• **The problem**
Repeat each entry verbatim.

### Extracted material ###

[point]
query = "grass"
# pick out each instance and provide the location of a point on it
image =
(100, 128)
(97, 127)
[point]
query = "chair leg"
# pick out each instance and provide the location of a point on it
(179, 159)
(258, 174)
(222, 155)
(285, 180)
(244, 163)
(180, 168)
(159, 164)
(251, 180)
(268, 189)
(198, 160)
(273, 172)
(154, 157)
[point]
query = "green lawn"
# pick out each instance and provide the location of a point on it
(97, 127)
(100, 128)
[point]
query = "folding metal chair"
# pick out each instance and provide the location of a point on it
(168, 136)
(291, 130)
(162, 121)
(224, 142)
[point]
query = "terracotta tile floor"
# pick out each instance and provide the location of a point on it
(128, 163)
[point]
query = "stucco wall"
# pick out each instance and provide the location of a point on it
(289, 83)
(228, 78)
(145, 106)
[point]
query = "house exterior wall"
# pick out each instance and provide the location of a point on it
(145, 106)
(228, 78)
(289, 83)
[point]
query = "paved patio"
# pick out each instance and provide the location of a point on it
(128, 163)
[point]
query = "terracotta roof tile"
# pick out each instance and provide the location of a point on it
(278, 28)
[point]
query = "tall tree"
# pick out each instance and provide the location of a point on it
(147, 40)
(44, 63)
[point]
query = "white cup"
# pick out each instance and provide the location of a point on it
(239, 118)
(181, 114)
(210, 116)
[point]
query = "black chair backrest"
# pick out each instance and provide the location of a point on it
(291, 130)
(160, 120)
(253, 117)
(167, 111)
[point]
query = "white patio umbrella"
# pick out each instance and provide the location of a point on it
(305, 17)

###

• **Your solution**
[point]
query = "grass"
# pick out each instance and provide the location of a point on it
image =
(100, 128)
(97, 127)
[point]
query = "chair leg"
# pick out each instance and provide the location of a point on it
(179, 159)
(258, 174)
(222, 155)
(285, 180)
(244, 163)
(180, 168)
(159, 164)
(251, 180)
(268, 189)
(198, 160)
(273, 172)
(154, 157)
[point]
query = "green lawn"
# pick out each instance and provide the location of a point on it
(97, 127)
(100, 128)
[point]
query = "folding metal chair"
# pick out each instance and provide the location of a point on it
(168, 136)
(291, 130)
(162, 121)
(224, 142)
[point]
query = "terracotta tile floor"
# pick out each instance and provide the location of a point on it
(128, 163)
[point]
query = "stucco wall"
# pick out each instance and provide the location of a point on it
(289, 83)
(228, 78)
(145, 106)
[point]
query = "house exterior wall"
# pick out each instance and provide the location of a point on it
(145, 106)
(228, 78)
(289, 83)
[point]
query = "paved patio"
# pick out each instance and provide the location of a point on it
(128, 163)
[point]
query = "terracotta roof tile"
# pick out each instance and provide the location of a point on it
(278, 28)
[point]
query = "tall tree"
# pick out each instance and provide the location of a point on it
(147, 40)
(44, 63)
[point]
query = "white cup"
# pick out each instance and provide the location of a point on it
(239, 118)
(181, 114)
(210, 116)
[point]
query = "black chair backrest"
# pick out each instance and provide the location of a point on it
(291, 130)
(160, 120)
(253, 117)
(167, 111)
[point]
query = "white patio umbrella"
# pick out each instance and provide the location of a point on it
(305, 17)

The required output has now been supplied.